**Testo citato:**
============

Depositano in Parlamento disegni di legge per abolire la legge Delrio. Eppure anche quando si tratta di scegliere un candidato a livello locale FdI, Lega e FI non fanno altro che litigare. I casi di Arezzo, Savona, Frosinone e Foggia

Da una parte vogliono l’elezione diretta del presidente della provincia, la riassegnazione di una serie di competenze che sono state sottratte dalla famosa legge Delrio oramai quasi dieci anni fa. Dall’altro fanno una gran fatica anche solo a mettersi d’accordo al loro interno per una candidatura che tenga assieme tutte le sensibilità della coalizione. Nel centrodestra ci si arrabatta tra questi due contrapposti stati d’animo. Si vuole un ritorno al conforto del passato. Ma quando si tratta di delineare un percorso d’amministrazione, è un attimo che Lega, Fratelli d’Italia e Forza Italia s’incagliano nelle rispettive divergenze e contraddizioni.

Lo abbiamo visto anche di recente, in occasione delle elezioni amministrative. Mesi e mesi a discutere cercando di superare i rispettivi veti. E poi è successo che a Roma e Milano si è rimasti lontani dall’essere realmente competitivi. O com’è accaduto a Verona, dove due contrapposte candidature d’area hanno condotto alla vittoria della sinistra dopo anni di incontrastato governo della città. Così quelli che stiamo per elencare sono casi in piccolo, tendenze “provinciali”, per l’appunto. Ma allo stesso tempo assumono tutta una loro rilevanza politicamente glocal che trascende lo stretto territorio di osservazione. 

Lo scorso dicembre la provincia di Arezzo ha eletto il suo nuovo presidente. Secondo le regole dettate dalla Delrio, come candidati possono concorrere i sindaci dei comuni della provincia, che vengono votati dai consiglieri comunali dei singoli municipi. Nell’aretino la grande favorita era l’uscente Silvia Chiassai, primo cittadino di Montevarchi, del centrodestra. E’ finita con un inaspettato ribaltone che ha portato all’elezione di Alessandro Polcri, sindaco di Anghiari. Un risultato a sorpresa perché Montevarchi è un comune più grande, i suoi consiglieri hanno un peso ponderato più ampio. Ma anche e soprattutto perché il capoluogo Arezzo è governato dal 2015 da Alessandro Ghinelli, sostenuto unitariamente da Fratelli d’Italia, Lega e Forza Italia. Cos’è successo allora? Secondo Chiassai “era un anno che alcuni lavoravano a un disegno architettato e tessuto per spaccare il centrodestra a vantaggio dei propri interessi”. E anche per il sindaco di Arezzo, Ghinelli, “queste elezioni sono state surreali per molte ragioni, l’ultima delle quali è quella che ha visto il centrodestra compatto sulla carta ma non compatto dentro le urne”. In pratica molti voti sarebbero venuti a mancare da parte degli stessi consiglieri dei partiti della coalizione.

============

**Consegne:**
a: Rispondi alle domande seguenti basandoti sul testo sul centrodestra e le province.
(i) Quale legge ha sottratto alle province una serie di competenze?
(ii) In quale città due candidature contrapposte hanno portato alla vittoria della sinistra?
(iii) Chi è stato eletto presidente della provincia di Arezzo lo scorso dicembre?
b: Continua il testo sul centrodestra e le province, riprendendo dopo l'ultima frase riportata.

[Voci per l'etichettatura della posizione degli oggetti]

============

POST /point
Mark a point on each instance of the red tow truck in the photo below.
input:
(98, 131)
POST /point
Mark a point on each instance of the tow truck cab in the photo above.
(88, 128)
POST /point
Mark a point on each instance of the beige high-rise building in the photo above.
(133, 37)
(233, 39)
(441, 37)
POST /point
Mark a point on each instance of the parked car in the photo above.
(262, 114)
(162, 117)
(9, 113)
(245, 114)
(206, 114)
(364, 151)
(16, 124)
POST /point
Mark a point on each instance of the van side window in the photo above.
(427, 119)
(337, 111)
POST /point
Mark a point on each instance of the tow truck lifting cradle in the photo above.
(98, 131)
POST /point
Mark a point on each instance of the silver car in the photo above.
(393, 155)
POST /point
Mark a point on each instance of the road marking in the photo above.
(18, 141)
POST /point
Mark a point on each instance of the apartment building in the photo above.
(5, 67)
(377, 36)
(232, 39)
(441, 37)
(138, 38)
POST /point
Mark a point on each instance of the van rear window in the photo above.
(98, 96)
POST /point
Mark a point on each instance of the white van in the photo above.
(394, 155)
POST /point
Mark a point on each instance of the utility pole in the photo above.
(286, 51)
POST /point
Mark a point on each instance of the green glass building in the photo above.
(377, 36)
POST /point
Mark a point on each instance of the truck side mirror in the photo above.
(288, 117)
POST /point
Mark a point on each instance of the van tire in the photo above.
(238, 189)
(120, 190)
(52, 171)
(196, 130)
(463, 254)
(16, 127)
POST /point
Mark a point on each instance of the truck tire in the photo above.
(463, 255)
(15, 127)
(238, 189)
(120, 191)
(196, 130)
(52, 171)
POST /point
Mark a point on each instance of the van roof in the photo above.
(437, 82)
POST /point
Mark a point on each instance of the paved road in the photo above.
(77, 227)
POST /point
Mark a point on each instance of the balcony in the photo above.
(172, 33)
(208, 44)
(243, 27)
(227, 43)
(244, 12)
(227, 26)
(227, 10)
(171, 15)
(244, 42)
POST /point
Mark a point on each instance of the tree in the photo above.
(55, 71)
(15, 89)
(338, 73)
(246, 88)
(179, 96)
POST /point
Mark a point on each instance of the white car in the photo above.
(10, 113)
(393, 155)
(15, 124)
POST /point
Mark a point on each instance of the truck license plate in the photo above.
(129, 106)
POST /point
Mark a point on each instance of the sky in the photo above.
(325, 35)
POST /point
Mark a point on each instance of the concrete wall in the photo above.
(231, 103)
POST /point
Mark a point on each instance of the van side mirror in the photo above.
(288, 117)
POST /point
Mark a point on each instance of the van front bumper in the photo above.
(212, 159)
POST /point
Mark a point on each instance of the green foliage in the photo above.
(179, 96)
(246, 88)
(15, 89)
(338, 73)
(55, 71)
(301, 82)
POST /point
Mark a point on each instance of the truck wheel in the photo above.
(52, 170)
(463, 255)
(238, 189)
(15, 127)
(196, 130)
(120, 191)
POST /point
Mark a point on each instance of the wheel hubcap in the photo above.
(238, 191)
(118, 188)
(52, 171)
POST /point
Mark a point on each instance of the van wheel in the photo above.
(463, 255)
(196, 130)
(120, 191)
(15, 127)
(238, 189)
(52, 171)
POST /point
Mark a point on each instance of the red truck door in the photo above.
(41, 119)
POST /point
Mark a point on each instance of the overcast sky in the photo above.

============

**Soluzioni per consegna:**
a:
(i) La legge Delrio.
(ii) A Verona.
(iii) Alessandro Polcri, sindaco di Anghiari.

b:
Un clima simile lo si è avvertito a Savona, dove per la presidenza della provincia c’è stato un testa a testa tutto interno alla coalizione che governa il paese. Martedì si sono sfidati il presidente uscente Pierangelo Olivieri, sindaco di Calizzano sostenuto da Cambiamo, il movimento del governatore Giovanni Toti, e il primo cittadino di Borghetto Santo Spirito Giancarlo Canepa, per cui si sono spesi i partiti big. La sinistra non aveva neppure un suo candidato. Alla fine Olivieri è stato riconfermato con oltre il 66 per cento delle preferenze ponderate. Ma non si poteva ricucire prima? Lo stesso presidente della Regione Toti nell’immediato post rielezione ha confessato di non aver capito perché “alcuni alleati de centrodestra non lo hanno appoggiato”. Lasciando intuire un malessere montante in regione, dove la solidità e l’unità d’intenti del centrodestra vengono considerate come piuttosto ballerine

Quasi nulla rispetto a quanto successo a Frosinone. Dove la fuga in avanti del sindaco del capoluogo Riccardo Mastrangeli stava per provocare una crisi nella maggioranza di centrodestra che governa il comune. Con Fratelli d’Italia e Forza Italia che rinfacciavano al primo cittadino frusinate di aver avanzato la propria candidatura senza previa consultazioni con le forze della coalizione. Fatto sta che le tensioni sono state avocate a sè da uno specifico tavolo regionale (che nel frattempo stava chiudendo per la candidatura di Francesco Rocca). Che comunque non è riuscito a prevenire la sconfitta di Mastrangeli, cui alla fine è stato preferito il sindaco di Sora Luca Di Stefano, del Pd.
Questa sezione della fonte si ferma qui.